I spent a week comparing two open-source personal-agent frameworks — Hermes Agent and OpenClaw — across eleven dimensions, scored 1–5, weighted by what I actually care about. Hermes came out at 82, OpenClaw at 72. Clear winner, right?
Then I dropped the weights and averaged flat: 3.99 versus 3.83. A tie. Both are excellent. The ten-point gap wasn’t quality — it was me.
Strip your priorities out of a framework comparison and most good tools converge. The spread you see is a portrait of your own requirements.
Where they actually differ
The two have different DNA, and it shows in mechanism, not marketing:
- Hermes is the hacker’s self-improving tool. It rewrites its own skills at runtime (“skills that aren’t maintained become liabilities” is hard-coded into its prompt), folds a twenty-call tool chain into one round of generated Python, and keeps memory as two human-readable files you can
git diffto watch its model of you change. - OpenClaw is the everyone’s-JARVIS product. Native apps on three platforms, dozens of extensions, a visual canvas, and a memory system that sleeps — light/deep/REM consolidation jobs borrowed from neuroscience.
◆ ◆ ◆ ◆ ◆
§ **Your task**:
Extend the comparison of Hermes Agent and OpenClaw, picking up right after its last sentence.

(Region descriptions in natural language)
◆ ◆ ◆ ◆ ◆
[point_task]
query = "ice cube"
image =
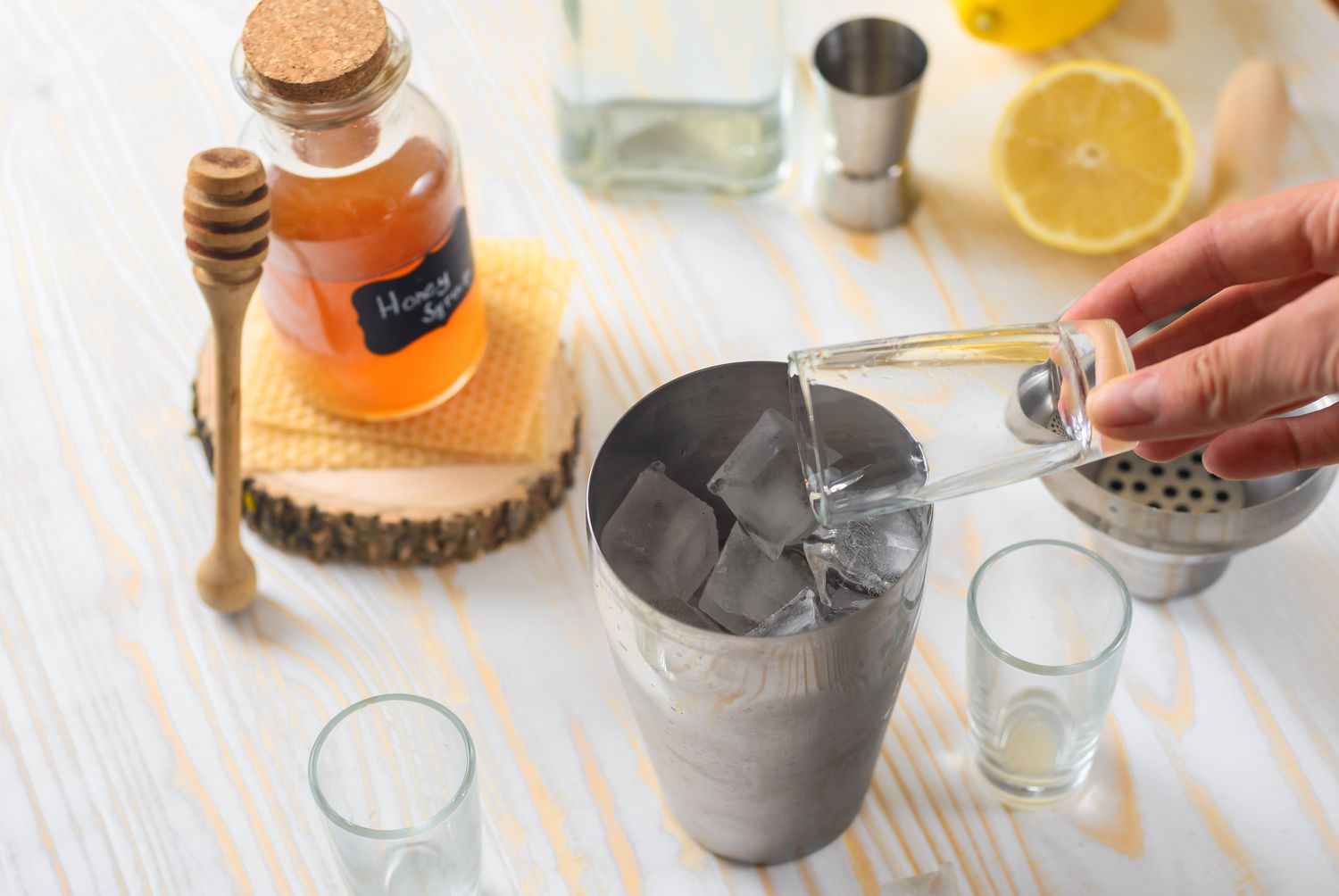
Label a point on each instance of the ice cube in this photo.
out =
(800, 615)
(661, 542)
(857, 561)
(747, 585)
(763, 485)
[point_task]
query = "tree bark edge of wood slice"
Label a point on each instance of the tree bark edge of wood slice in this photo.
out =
(402, 516)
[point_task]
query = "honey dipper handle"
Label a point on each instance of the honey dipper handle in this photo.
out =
(227, 220)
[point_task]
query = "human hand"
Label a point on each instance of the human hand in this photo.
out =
(1266, 342)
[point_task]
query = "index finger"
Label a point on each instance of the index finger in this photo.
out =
(1274, 236)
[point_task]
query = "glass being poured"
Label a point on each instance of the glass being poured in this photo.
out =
(891, 423)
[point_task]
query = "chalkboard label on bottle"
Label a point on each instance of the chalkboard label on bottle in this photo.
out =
(396, 311)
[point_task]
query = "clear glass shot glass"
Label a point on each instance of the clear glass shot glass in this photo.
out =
(894, 422)
(395, 780)
(1047, 623)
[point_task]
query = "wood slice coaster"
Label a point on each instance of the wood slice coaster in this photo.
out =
(430, 515)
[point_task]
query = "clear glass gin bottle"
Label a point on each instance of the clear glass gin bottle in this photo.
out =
(672, 94)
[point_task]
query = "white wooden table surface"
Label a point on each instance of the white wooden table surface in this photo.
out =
(147, 743)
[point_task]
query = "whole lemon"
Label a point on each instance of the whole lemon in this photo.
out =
(1031, 24)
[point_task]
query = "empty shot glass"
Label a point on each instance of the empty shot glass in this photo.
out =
(394, 777)
(891, 423)
(1047, 623)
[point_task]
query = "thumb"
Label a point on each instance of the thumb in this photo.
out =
(1287, 356)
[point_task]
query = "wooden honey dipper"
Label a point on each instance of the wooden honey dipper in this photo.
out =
(227, 219)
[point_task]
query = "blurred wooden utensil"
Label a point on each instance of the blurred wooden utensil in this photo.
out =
(227, 220)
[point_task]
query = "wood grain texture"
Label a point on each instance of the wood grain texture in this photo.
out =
(149, 745)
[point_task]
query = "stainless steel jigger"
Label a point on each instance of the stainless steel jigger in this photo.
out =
(870, 72)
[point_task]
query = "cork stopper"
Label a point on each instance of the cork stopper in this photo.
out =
(316, 50)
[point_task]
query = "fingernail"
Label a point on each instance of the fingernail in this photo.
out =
(1127, 401)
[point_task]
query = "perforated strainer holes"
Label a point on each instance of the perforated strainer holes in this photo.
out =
(1178, 486)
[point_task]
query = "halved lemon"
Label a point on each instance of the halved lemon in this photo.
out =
(1093, 157)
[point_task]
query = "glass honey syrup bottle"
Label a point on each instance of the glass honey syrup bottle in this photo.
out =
(370, 276)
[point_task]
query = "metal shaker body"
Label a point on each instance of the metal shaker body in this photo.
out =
(763, 746)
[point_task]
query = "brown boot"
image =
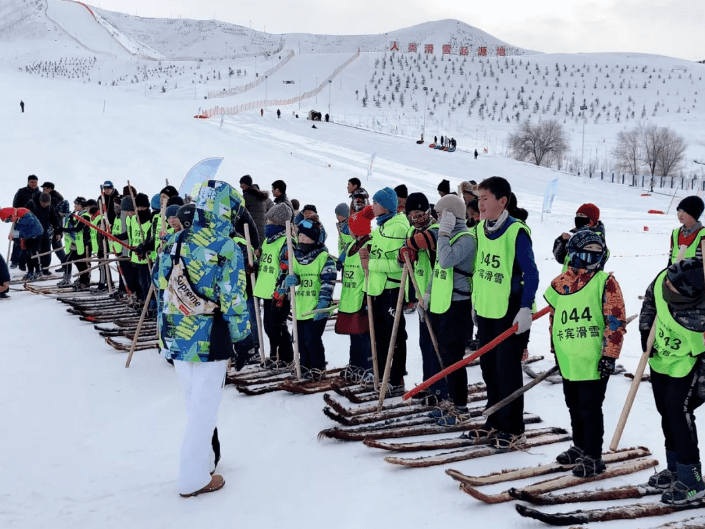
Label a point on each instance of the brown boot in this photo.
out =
(217, 483)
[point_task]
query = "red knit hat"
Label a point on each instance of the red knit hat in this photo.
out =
(591, 211)
(360, 222)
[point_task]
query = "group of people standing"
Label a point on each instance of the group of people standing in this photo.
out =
(471, 259)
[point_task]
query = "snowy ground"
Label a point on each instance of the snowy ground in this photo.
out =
(87, 443)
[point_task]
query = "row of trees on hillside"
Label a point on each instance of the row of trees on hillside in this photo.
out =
(657, 150)
(648, 147)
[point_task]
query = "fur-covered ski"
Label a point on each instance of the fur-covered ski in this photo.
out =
(503, 476)
(462, 441)
(125, 346)
(363, 411)
(328, 383)
(616, 493)
(561, 482)
(52, 277)
(473, 452)
(407, 430)
(616, 512)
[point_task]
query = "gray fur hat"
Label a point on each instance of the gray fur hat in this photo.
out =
(452, 203)
(279, 214)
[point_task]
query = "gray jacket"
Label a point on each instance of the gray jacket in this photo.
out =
(460, 256)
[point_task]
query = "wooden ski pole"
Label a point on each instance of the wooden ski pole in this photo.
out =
(373, 342)
(639, 373)
(145, 308)
(543, 376)
(9, 243)
(633, 388)
(393, 340)
(104, 223)
(468, 359)
(292, 295)
(419, 296)
(253, 278)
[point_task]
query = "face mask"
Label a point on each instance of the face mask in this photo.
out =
(581, 222)
(271, 230)
(587, 260)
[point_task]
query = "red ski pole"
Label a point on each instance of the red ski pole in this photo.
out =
(477, 354)
(102, 232)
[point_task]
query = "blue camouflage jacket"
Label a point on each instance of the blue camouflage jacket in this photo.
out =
(215, 267)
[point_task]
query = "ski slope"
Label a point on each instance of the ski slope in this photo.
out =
(88, 443)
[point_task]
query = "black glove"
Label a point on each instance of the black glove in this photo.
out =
(644, 339)
(244, 350)
(140, 250)
(606, 366)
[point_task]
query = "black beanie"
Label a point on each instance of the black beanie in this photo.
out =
(169, 191)
(142, 200)
(280, 185)
(416, 201)
(693, 206)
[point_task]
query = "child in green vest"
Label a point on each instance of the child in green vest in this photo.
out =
(97, 242)
(691, 233)
(675, 303)
(384, 281)
(276, 303)
(505, 281)
(315, 274)
(448, 301)
(420, 248)
(76, 238)
(587, 326)
(342, 212)
(352, 311)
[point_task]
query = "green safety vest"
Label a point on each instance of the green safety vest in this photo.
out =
(116, 230)
(75, 238)
(423, 267)
(269, 268)
(352, 295)
(675, 347)
(344, 241)
(386, 242)
(442, 286)
(309, 285)
(690, 252)
(494, 263)
(137, 234)
(578, 327)
(94, 233)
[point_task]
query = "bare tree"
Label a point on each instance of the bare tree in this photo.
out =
(652, 146)
(672, 152)
(628, 151)
(541, 144)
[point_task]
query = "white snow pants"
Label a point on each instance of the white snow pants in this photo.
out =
(203, 384)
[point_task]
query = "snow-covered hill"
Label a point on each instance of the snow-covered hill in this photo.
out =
(88, 443)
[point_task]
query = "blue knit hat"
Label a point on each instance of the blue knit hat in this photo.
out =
(171, 211)
(387, 198)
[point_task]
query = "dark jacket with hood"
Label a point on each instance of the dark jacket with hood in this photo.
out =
(258, 204)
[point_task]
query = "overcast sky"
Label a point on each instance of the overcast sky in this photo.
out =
(666, 27)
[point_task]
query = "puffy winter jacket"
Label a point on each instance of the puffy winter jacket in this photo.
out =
(215, 269)
(258, 204)
(27, 226)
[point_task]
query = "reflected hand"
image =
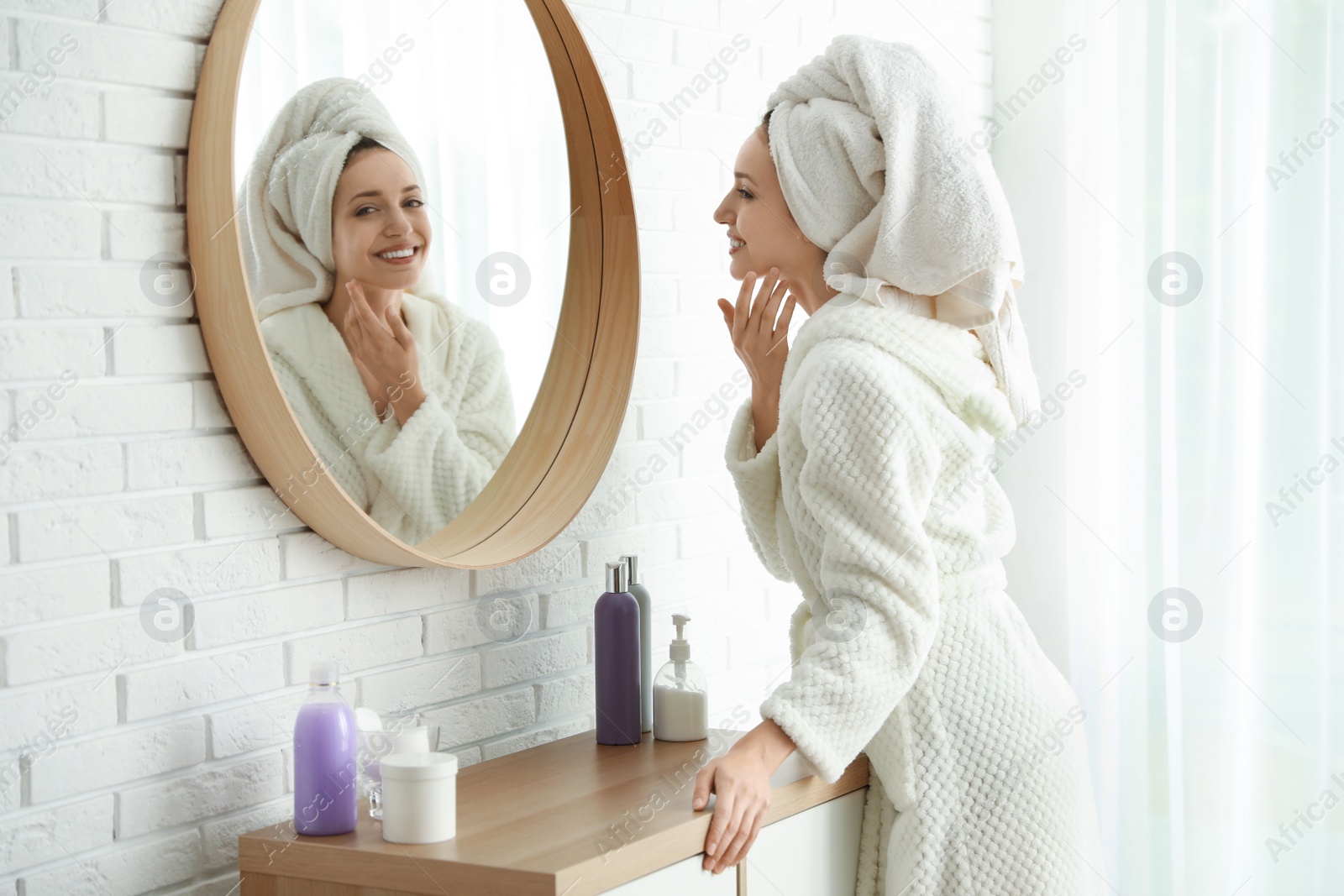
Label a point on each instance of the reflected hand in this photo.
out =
(386, 351)
(759, 340)
(741, 783)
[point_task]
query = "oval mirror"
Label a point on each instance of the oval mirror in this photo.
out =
(416, 265)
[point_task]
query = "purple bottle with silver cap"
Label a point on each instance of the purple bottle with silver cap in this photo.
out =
(616, 634)
(326, 741)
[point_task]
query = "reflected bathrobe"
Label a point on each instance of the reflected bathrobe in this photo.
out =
(874, 496)
(413, 479)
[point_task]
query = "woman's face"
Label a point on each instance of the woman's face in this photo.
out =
(761, 231)
(380, 224)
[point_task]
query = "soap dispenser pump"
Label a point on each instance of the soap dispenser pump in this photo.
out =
(680, 696)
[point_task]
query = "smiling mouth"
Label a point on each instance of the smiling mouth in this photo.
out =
(398, 255)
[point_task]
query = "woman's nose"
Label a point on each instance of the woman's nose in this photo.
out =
(398, 222)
◆ ◆ ◆ ◆ ◆
§ **Final answer**:
Both are genuinely clever. Neither is “better.”
The honest method
What made the decision tractable wasn’t the scores — it was naming my priorities first, then letting the weights talk. I care most about a coding assistant that learns me over time; I don’t run a multi-tenant product or need native mobile. Weighted that way, self-evolution — where one scored 4.8 and the other 1.6 — decided it.
Someone building a consumer product would weight the same table and pick the other one, correctly. So the takeaway isn’t “use Hermes.” It’s: don’t ask which agent framework is best. Write down what you need, score against that, and the answer falls out — and when the unweighted scores tie, that’s the tools telling you it was always about you.